EXERCISE TASK: Express the records as a JSON list of strings, one string per line, starting from the first line and ending with the line containing "point(203, 248)", both included. Leave out any blank lines.

Object pointing dataset rows:
★ ★ ★ ★ ★ ★ ★
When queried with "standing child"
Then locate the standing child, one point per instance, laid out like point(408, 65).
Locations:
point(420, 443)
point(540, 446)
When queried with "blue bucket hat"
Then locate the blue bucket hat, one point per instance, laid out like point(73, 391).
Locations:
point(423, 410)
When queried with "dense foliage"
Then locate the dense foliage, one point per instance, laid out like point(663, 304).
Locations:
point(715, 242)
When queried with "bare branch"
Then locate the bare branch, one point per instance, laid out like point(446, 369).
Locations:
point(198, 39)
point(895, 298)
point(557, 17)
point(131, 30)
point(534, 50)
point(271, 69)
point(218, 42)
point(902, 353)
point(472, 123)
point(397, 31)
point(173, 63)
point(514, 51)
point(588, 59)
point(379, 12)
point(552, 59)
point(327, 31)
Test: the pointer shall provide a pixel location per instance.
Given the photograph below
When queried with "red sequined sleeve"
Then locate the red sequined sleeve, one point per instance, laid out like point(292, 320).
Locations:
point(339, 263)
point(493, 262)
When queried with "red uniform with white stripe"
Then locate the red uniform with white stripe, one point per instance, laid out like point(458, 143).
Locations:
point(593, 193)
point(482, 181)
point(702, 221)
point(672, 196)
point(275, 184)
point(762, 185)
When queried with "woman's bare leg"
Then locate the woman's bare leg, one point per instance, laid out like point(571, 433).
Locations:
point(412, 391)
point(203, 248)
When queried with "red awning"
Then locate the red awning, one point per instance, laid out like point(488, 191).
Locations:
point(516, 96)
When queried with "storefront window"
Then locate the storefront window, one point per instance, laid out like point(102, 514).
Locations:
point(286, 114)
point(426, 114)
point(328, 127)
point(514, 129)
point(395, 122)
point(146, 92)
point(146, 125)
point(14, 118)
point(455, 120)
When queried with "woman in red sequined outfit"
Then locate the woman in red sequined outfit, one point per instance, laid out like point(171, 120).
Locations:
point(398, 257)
★ ★ ★ ★ ★ ★ ★
RESPONSE FOR THIS EXERCISE:
[
  "When queried with \"standing child\"",
  "Then locate the standing child, one point per instance, laid out like point(408, 65).",
  "Locations:",
  "point(420, 443)",
  "point(540, 446)",
  "When queried with \"blue bucket hat\"",
  "Then locate the blue bucket hat, one point per instance, laid out like point(73, 391).",
  "Locations:",
  "point(423, 410)",
  "When queried with \"dense foliage\"",
  "Then locate the dense foliage, one point per instance, laid out like point(663, 304).",
  "Locations:",
  "point(715, 242)",
  "When queried with \"bare branch\"",
  "Then locate the bare branch, one point per instance, laid out like point(446, 369).",
  "Locations:",
  "point(198, 39)",
  "point(895, 298)",
  "point(557, 17)",
  "point(131, 30)",
  "point(534, 50)",
  "point(271, 69)",
  "point(218, 42)",
  "point(902, 353)",
  "point(472, 123)",
  "point(397, 31)",
  "point(173, 63)",
  "point(514, 51)",
  "point(588, 59)",
  "point(379, 12)",
  "point(552, 59)",
  "point(327, 31)",
  "Test: the pointer shall provide a pixel location per instance.",
  "Given the photograph below",
  "When queried with \"red sequined sleeve\"",
  "Then locate the red sequined sleeve, one point per instance, laid out like point(292, 320).",
  "Locations:",
  "point(339, 263)",
  "point(493, 262)",
  "When queried with \"red uniform with white stripe\"",
  "Then locate the red uniform with white stripe, one point per instance, laid out like point(458, 143).",
  "Locations:",
  "point(593, 193)",
  "point(482, 181)",
  "point(702, 221)",
  "point(672, 196)",
  "point(275, 184)",
  "point(762, 185)",
  "When queried with \"woman's bare leg\"",
  "Then locate the woman's bare leg, one point per instance, laid out like point(571, 433).",
  "Locations:",
  "point(412, 391)",
  "point(203, 248)"
]